• **Passage shown**

════════════════════

Protests In Chicago Turn Violent With 24 Arrested And 17 Officers Injured

In Chicago, police used pepper spray and batons to repel hundreds of demonstrators, who took to the streets calling for defunding of the police. Law enforcement officials stated they made at least a dozen arrests following the demonstration which turned violent, that figure was then updated to 24 arrested.

One protester was even seen apparently bashing an officer over the head with their skateboard. That protester wasn't identified in reports as a man or woman, while the video makes it impossible to identify their gender in the large crowd of people.

Officers responded to riots ripping umbrellas and bikes from protesters' hands and sprayed the crowd with a chemical irritant, the Chicago Sun-Times reported.

The demonstrations began at Chicago's iconic Bean marching to Michigan Avenue and Wacker Drive, where multiple reports of incidents occurred.

There were numerous arrests witnessed at the scene, NBC 5 said. However, the exact number according to Chicago police was at first unclear. Although, the Chicago Sun-Times reported an update that over 24 arrests took place and 17 officers were injured in the scuffles over the weekend.

The group then continued to Michigan Avenue and Randolph Street, heading toward Chicago's Loop as city bridges remained lifted, preventing them from crossing to the Chicago River into downtown Chicago.

════════════════════

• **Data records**

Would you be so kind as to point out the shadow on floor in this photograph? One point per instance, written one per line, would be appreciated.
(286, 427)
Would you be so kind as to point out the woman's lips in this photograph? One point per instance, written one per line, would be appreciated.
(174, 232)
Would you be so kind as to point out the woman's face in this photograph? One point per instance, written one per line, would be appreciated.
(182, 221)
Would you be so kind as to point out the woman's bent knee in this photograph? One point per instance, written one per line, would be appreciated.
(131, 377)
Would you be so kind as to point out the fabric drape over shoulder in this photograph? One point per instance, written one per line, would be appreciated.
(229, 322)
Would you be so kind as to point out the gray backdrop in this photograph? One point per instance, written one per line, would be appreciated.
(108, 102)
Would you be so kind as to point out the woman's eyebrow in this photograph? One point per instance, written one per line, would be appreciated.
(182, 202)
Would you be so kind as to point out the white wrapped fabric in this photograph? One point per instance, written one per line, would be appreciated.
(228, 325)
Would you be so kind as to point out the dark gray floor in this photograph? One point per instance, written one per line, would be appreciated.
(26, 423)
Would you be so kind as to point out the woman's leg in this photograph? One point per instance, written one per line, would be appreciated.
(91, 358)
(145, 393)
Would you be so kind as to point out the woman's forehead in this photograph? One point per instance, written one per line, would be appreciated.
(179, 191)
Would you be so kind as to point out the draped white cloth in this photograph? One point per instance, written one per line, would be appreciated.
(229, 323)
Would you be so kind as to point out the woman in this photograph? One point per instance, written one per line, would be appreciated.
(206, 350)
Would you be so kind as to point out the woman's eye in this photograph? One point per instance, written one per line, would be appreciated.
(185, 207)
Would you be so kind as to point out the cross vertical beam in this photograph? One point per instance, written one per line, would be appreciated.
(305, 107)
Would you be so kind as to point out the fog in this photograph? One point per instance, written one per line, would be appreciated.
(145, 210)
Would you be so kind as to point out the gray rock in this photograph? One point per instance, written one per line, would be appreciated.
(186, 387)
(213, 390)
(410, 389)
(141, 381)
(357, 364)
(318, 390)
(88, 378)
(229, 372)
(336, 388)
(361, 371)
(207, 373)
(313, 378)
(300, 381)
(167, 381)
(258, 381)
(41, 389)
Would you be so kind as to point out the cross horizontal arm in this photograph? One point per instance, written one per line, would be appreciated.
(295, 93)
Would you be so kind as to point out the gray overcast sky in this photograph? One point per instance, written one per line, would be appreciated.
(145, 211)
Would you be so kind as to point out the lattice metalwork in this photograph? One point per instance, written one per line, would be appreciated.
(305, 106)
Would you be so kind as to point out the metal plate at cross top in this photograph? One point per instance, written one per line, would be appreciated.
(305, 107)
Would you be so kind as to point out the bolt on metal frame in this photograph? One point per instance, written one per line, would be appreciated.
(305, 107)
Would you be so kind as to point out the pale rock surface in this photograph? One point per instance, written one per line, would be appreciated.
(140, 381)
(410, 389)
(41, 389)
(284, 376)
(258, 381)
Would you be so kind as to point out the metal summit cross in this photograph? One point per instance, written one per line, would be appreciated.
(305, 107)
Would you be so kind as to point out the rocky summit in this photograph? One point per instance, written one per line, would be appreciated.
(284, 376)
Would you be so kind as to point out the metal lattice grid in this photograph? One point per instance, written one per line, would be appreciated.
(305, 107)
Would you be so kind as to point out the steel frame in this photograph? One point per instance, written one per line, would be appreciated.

════════════════════

• **Problem requirements**
Write out the Chicago protest article in full, word for word. These records were drawn from a separate source.

• **Correct response**
Protests In Chicago Turn Violent With 24 Arrested And 17 Officers Injured

In Chicago, police used pepper spray and batons to repel hundreds of demonstrators, who took to the streets calling for defunding of the police. Law enforcement officials stated they made at least a dozen arrests following the demonstration which turned violent, that figure was then updated to 24 arrested.

One protester was even seen apparently bashing an officer over the head with their skateboard. That protester wasn't identified in reports as a man or woman, while the video makes it impossible to identify their gender in the large crowd of people.

Officers responded to riots ripping umbrellas and bikes from protesters' hands and sprayed the crowd with a chemical irritant, the Chicago Sun-Times reported.

The demonstrations began at Chicago's iconic Bean marching to Michigan Avenue and Wacker Drive, where multiple reports of incidents occurred.

There were numerous arrests witnessed at the scene, NBC 5 said. However, the exact number according to Chicago police was at first unclear. Although, the Chicago Sun-Times reported an update that over 24 arrests took place and 17 officers were injured in the scuffles over the weekend.

The group then continued to Michigan Avenue and Randolph Street, heading toward Chicago's Loop as city bridges remained lifted, preventing them from crossing to the Chicago River into downtown Chicago.